Your goal.
Restate the entries below verbatim.

Dataset excerpts.
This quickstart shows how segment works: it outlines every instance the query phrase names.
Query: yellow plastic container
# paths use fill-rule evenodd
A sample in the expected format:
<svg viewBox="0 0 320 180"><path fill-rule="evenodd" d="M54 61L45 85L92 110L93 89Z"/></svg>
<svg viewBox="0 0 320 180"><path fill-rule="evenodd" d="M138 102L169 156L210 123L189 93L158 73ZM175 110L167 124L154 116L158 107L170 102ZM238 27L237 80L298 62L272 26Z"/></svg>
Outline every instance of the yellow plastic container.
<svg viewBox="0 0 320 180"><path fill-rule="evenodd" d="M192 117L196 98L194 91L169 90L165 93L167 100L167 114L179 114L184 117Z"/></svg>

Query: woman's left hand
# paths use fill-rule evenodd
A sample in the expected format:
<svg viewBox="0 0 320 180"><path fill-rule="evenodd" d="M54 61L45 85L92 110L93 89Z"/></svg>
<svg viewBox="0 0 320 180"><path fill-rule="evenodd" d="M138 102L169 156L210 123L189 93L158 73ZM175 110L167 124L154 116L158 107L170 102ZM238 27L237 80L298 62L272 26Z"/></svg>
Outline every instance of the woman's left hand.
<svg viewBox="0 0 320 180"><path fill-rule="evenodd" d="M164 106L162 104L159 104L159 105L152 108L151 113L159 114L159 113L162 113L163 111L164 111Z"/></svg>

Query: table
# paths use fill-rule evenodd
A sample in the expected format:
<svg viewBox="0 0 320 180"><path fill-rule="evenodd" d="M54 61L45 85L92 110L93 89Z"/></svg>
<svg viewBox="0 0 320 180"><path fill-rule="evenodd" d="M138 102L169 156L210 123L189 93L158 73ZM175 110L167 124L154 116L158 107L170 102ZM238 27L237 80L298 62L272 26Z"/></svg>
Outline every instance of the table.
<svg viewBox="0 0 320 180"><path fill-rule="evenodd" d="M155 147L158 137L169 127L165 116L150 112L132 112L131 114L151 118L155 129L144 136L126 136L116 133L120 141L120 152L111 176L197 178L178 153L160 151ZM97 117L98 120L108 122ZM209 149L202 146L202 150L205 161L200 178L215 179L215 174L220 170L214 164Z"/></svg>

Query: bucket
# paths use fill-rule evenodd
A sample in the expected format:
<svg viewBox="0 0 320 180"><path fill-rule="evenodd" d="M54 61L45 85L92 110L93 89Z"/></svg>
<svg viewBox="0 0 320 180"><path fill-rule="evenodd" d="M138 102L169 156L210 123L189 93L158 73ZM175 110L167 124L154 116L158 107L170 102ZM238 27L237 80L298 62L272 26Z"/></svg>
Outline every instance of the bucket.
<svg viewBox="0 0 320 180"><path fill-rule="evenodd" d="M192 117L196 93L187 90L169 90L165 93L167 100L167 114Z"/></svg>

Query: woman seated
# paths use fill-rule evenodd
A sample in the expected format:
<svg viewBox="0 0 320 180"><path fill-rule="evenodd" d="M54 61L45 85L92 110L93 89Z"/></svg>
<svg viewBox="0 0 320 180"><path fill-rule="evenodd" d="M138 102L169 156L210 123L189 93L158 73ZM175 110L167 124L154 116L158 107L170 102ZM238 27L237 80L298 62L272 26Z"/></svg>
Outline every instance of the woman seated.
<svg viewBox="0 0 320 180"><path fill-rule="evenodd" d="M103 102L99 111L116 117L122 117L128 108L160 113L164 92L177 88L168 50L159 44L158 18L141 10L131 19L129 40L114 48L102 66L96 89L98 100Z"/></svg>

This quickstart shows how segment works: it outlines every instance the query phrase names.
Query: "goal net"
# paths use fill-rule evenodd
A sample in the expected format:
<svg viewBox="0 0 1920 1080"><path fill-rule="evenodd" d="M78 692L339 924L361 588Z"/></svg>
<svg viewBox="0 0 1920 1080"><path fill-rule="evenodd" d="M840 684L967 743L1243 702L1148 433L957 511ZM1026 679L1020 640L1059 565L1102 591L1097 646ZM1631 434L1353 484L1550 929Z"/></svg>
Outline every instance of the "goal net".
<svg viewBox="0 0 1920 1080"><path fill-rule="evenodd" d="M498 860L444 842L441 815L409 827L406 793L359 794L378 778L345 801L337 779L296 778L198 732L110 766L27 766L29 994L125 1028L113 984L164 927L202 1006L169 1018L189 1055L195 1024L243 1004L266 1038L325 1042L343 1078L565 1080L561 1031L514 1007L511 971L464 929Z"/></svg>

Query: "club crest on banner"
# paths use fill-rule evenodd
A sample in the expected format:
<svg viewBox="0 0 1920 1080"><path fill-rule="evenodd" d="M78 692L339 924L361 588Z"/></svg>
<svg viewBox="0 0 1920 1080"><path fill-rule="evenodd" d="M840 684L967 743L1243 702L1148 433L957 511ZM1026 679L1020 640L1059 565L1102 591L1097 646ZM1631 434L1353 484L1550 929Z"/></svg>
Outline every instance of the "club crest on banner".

Written reply.
This quickstart shows how segment works: it outlines every instance the query phrase names.
Query: yellow plastic container
# paths use fill-rule evenodd
A sample in the expected format:
<svg viewBox="0 0 320 180"><path fill-rule="evenodd" d="M54 61L45 85L92 110L93 89Z"/></svg>
<svg viewBox="0 0 320 180"><path fill-rule="evenodd" d="M138 102L169 156L210 123L189 93L158 73ZM175 110L167 124L154 116L158 107L170 102ZM238 27L237 80L298 62L272 26Z"/></svg>
Outline every instance of the yellow plastic container.
<svg viewBox="0 0 320 180"><path fill-rule="evenodd" d="M192 117L196 98L194 91L169 90L165 93L167 100L167 114L179 114L184 117Z"/></svg>

Query: woman's left hand
# paths use fill-rule evenodd
A sample in the expected format:
<svg viewBox="0 0 320 180"><path fill-rule="evenodd" d="M54 61L45 85L92 110L93 89Z"/></svg>
<svg viewBox="0 0 320 180"><path fill-rule="evenodd" d="M138 102L169 156L210 123L189 93L158 73ZM175 110L167 124L154 116L158 107L170 102ZM238 27L237 80L298 62L272 26Z"/></svg>
Outline every instance of the woman's left hand.
<svg viewBox="0 0 320 180"><path fill-rule="evenodd" d="M164 106L162 104L159 104L159 105L152 108L151 113L159 114L159 113L162 113L163 111L164 111Z"/></svg>

Query: table
# paths use fill-rule evenodd
A sample in the expected format:
<svg viewBox="0 0 320 180"><path fill-rule="evenodd" d="M54 61L45 85L92 110L93 89Z"/></svg>
<svg viewBox="0 0 320 180"><path fill-rule="evenodd" d="M138 102L169 156L210 123L189 93L158 73ZM175 110L167 124L154 116L158 107L170 102ZM238 27L237 80L298 62L272 26Z"/></svg>
Outline every instance of the table.
<svg viewBox="0 0 320 180"><path fill-rule="evenodd" d="M155 147L158 137L169 127L165 116L150 112L132 112L131 114L151 118L155 129L144 136L126 136L116 133L120 141L120 152L111 176L197 178L178 153L160 151ZM97 117L98 120L108 122ZM209 149L202 146L202 150L205 161L200 178L215 179L215 174L220 170L214 164Z"/></svg>

Query: bucket
# paths use fill-rule evenodd
A sample in the expected format:
<svg viewBox="0 0 320 180"><path fill-rule="evenodd" d="M54 61L45 85L92 110L93 89Z"/></svg>
<svg viewBox="0 0 320 180"><path fill-rule="evenodd" d="M138 102L169 156L210 123L189 93L158 73ZM175 110L167 124L154 116L158 107L170 102ZM238 27L237 80L298 62L272 26Z"/></svg>
Outline every instance of the bucket.
<svg viewBox="0 0 320 180"><path fill-rule="evenodd" d="M192 117L196 93L187 90L169 90L165 93L167 100L167 114Z"/></svg>

Query: woman seated
# paths use fill-rule evenodd
A sample in the expected format:
<svg viewBox="0 0 320 180"><path fill-rule="evenodd" d="M54 61L45 85L92 110L93 89Z"/></svg>
<svg viewBox="0 0 320 180"><path fill-rule="evenodd" d="M138 102L169 156L210 123L189 93L158 73ZM175 110L167 124L154 116L158 107L170 102ZM238 27L237 80L298 62L272 26Z"/></svg>
Outline every instance of the woman seated.
<svg viewBox="0 0 320 180"><path fill-rule="evenodd" d="M103 102L99 111L116 117L122 117L128 108L160 113L164 92L177 88L168 50L159 44L158 18L141 10L131 19L129 40L114 48L102 66L96 89L98 100Z"/></svg>

This quickstart shows how segment works: it outlines every instance the query phrase names.
Query: "goal net"
# paths use fill-rule evenodd
A sample in the expected format:
<svg viewBox="0 0 1920 1080"><path fill-rule="evenodd" d="M78 692L339 924L361 588Z"/></svg>
<svg viewBox="0 0 1920 1080"><path fill-rule="evenodd" d="M840 684L967 743L1243 702L1148 433L957 511ZM1026 679L1020 640L1059 565L1102 591L1097 646ZM1631 434L1353 484L1550 929Z"/></svg>
Outline every instance of the "goal net".
<svg viewBox="0 0 1920 1080"><path fill-rule="evenodd" d="M498 860L444 842L441 815L409 827L406 793L359 794L378 778L345 801L337 779L296 778L198 732L110 766L27 766L29 994L125 1028L113 984L164 927L202 1006L169 1018L189 1055L195 1024L243 1004L266 1038L325 1042L343 1078L565 1080L561 1031L514 1007L511 971L464 929Z"/></svg>

Query: "club crest on banner"
# paths use fill-rule evenodd
A sample in the expected format:
<svg viewBox="0 0 1920 1080"><path fill-rule="evenodd" d="M78 692L339 924L361 588Z"/></svg>
<svg viewBox="0 0 1920 1080"><path fill-rule="evenodd" d="M840 684L967 743L1243 702L1148 433L957 511ZM1026 679L1020 640L1059 565L1102 591L1097 646ZM1631 434L1353 484L1550 929Z"/></svg>
Outline every instance of the "club crest on banner".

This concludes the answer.